TASK GOAL
When a line of the entries contains "staircase", please list that line.
##########
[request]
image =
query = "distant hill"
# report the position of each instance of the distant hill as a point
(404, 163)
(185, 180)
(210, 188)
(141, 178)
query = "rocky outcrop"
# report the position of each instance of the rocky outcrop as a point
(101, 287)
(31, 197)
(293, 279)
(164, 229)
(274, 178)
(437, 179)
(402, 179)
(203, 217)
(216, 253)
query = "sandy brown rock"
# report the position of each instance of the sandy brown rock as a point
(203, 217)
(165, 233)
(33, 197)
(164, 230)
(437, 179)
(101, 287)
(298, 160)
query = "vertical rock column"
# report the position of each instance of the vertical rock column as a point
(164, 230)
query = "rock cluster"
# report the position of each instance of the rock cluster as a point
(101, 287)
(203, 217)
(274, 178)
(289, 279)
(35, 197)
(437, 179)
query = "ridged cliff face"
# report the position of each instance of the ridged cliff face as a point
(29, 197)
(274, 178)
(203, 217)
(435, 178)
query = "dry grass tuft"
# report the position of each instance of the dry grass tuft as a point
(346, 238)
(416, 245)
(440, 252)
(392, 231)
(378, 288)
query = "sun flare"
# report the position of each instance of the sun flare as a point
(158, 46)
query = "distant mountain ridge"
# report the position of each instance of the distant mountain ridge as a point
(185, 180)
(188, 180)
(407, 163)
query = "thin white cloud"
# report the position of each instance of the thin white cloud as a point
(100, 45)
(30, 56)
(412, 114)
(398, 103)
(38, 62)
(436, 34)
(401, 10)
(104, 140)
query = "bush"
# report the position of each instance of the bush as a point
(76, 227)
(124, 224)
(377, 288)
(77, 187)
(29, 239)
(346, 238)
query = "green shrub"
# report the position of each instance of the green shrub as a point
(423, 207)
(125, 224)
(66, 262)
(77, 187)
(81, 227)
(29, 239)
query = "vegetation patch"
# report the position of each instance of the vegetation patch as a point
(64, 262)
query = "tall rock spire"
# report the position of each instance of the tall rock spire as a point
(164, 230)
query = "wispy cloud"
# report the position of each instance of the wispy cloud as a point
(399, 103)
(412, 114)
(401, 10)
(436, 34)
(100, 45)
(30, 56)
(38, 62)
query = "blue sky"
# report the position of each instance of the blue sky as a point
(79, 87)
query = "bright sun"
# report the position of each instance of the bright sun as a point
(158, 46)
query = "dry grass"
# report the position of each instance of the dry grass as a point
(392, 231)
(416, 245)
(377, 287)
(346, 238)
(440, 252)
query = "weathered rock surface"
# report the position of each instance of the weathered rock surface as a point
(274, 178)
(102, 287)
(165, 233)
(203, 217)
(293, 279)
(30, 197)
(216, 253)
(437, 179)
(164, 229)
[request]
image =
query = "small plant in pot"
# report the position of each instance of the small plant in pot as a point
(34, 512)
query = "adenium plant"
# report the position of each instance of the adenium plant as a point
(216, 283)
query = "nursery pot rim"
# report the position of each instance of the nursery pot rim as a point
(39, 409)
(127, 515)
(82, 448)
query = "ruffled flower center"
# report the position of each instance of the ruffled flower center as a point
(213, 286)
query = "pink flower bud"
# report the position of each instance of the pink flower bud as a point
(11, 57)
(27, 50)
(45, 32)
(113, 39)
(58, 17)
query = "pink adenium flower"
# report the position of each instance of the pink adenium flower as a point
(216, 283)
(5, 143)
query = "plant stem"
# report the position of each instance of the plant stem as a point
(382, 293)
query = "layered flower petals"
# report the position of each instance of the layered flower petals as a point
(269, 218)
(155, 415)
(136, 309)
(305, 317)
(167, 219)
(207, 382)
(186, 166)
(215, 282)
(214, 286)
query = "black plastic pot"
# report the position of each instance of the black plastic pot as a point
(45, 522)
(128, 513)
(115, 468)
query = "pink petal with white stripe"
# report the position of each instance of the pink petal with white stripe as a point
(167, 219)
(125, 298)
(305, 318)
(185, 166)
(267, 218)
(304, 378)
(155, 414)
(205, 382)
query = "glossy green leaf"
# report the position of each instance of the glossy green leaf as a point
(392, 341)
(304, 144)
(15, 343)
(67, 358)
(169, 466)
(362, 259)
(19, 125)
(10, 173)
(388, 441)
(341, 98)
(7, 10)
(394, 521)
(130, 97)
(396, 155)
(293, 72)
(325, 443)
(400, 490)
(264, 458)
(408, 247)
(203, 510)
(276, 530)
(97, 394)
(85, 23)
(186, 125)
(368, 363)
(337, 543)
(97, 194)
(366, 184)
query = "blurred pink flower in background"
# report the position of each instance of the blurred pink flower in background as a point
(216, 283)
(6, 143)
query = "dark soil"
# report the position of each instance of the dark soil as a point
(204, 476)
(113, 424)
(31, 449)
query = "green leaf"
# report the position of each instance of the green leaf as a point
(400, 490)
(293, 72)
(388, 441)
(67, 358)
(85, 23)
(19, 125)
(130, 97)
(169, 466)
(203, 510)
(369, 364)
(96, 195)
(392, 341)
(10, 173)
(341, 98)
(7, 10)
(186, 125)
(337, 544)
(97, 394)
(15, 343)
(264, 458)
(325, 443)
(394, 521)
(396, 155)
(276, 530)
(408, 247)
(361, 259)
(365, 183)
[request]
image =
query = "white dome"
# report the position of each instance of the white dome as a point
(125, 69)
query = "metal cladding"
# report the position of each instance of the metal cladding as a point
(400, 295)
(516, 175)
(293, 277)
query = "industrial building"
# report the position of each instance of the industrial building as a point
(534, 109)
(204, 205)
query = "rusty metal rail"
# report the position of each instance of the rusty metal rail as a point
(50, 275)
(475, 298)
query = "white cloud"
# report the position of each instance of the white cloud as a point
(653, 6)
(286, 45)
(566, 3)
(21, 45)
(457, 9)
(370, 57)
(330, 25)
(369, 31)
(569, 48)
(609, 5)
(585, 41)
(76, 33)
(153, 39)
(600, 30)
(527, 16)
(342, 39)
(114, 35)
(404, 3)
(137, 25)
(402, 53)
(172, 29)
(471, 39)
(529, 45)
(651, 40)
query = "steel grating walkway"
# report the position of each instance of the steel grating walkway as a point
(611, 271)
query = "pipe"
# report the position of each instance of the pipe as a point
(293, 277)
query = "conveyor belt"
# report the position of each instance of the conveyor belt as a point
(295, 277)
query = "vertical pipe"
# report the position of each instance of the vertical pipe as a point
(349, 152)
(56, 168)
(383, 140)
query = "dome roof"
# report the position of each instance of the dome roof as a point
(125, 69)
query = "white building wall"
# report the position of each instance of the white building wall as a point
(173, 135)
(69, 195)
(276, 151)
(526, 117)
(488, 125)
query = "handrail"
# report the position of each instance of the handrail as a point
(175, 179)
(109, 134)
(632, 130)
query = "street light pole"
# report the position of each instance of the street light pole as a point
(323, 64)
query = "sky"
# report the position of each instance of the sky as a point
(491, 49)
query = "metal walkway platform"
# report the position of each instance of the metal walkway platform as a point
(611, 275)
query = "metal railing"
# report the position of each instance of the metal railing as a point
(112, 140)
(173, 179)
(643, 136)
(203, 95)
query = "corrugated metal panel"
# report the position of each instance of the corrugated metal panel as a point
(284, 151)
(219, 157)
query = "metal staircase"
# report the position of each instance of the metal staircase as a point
##########
COMPLETED EXERCISE
query = "metal staircase"
# report the position of each instance of the metal staircase as a point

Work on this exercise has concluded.